*READING PASSAGE*
****
New Personal Monitoring Devices for Epilepsy May Offer Alternatives to Inpatient Video EEG
December 9, 2015 | American Epilepsy SocietyEstimated reading time: 3 minutes
Uncontrolled epilepsy affects more than 1.2 million Americans, often requiring a series of trials and errors to identify effective drug combinations. Continuous, long-term EEG data could streamline this process by revealing the full picture of a patient's seizure activity, but this would require a costly and inconvenient hospital stay.
An array of personal monitoring devices - including three to be unveiled at the American Epilepsy Society's (AES) 69th Annual Meeting* - offer biometric recording technology that could allow patients to monitor clinical and subclinical seizure activity in the everyday home environment and get advance warning before a seizure strikes.
Researchers from the University of Utah and Epitel Inc., (abstract 2.158) describe an inexpensive, disposable and discreet seizure-monitoring device called the EEG PatchTM. According to the authors, the patch is waterproof and relies on two electrodes to record EEG data during all aspects of everyday life, including bathing, sports and sleep. The device can operate for seven days on a single charge, and data can be downloaded anytime for review in the standard European Data Format. An epileptologist must position the device on the scalp at a known seizure-prone area of the brain identified by a traditional wired EEG.
"Armed with seven-day, location-specific EEG data, an epileptologist will have a robust record of quantitative seizure counts to better treat patients, revolutionizing therapy," says author Mark Lehmkuhle, Ph.D., an assistant professor of neurosurgery at the University of Utah.
In a second study, (abstract 3.088) a device capable of detecting and recording generalized tonic-clonic seizures (GTCS), known as the Brain Sentinel® GTC Seizure Detection and Warning System, is described by researchers from Brain Sentinel and the Medical University of South Carolina, Thomas Jefferson University, the Cleveland Clinic, the Mayo Clinic, Children's Hospital of Philadelphia, Emory University, the University of Pennsylvania, NYU Comprehensive Epilepsy Center, University of Minnesota and the Texas Health Research & Education Institute.
****
*EXERCISES TO COMPLETE*
A. According to the epilepsy monitoring article, how long can the EEG Patch operate on a single charge?
B. Reproduce the passage of the epilepsy monitoring article starting at "In a second" and ending at "Research & Education Institute.".

*DATA EXCERPTS*
****
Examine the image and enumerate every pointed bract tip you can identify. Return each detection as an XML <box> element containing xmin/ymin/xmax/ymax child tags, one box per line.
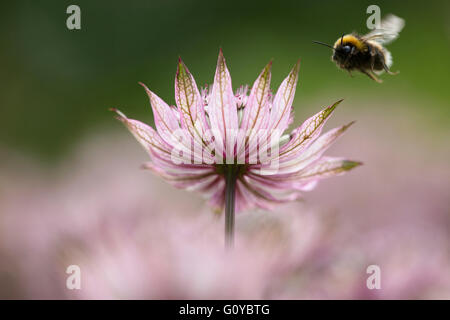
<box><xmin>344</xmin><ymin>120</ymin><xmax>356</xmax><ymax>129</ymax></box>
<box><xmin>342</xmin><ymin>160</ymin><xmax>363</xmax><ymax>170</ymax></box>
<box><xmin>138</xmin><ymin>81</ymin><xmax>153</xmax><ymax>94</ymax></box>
****
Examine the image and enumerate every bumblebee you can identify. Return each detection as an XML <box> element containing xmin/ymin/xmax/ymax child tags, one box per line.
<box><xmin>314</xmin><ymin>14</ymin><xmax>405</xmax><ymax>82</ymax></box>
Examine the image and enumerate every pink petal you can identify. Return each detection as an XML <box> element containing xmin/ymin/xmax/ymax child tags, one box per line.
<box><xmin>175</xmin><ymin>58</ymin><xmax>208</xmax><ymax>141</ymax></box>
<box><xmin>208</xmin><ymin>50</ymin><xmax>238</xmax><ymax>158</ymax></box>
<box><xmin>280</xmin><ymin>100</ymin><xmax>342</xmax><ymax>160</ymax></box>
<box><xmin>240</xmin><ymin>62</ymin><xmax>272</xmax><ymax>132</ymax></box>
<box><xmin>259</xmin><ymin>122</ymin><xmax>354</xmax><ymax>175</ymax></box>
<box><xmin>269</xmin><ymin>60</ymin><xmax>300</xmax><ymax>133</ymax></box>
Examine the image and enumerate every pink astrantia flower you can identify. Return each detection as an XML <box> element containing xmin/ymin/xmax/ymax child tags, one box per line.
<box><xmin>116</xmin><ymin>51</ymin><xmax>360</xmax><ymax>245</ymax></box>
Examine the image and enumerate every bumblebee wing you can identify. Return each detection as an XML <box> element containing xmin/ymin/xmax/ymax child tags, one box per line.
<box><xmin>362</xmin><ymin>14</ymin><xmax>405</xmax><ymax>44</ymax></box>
****
*ANSWERS BY ITEM NUMBER*
A. Seven days.

B.
In a second study, (abstract 3.088) a device capable of detecting and recording generalized tonic-clonic seizures (GTCS), known as the Brain Sentinel® GTC Seizure Detection and Warning System, is described by researchers from Brain Sentinel and the Medical University of South Carolina, Thomas Jefferson University, the Cleveland Clinic, the Mayo Clinic, Children's Hospital of Philadelphia, Emory University, the University of Pennsylvania, NYU Comprehensive Epilepsy Center, University of Minnesota and the Texas Health Research & Education Institute.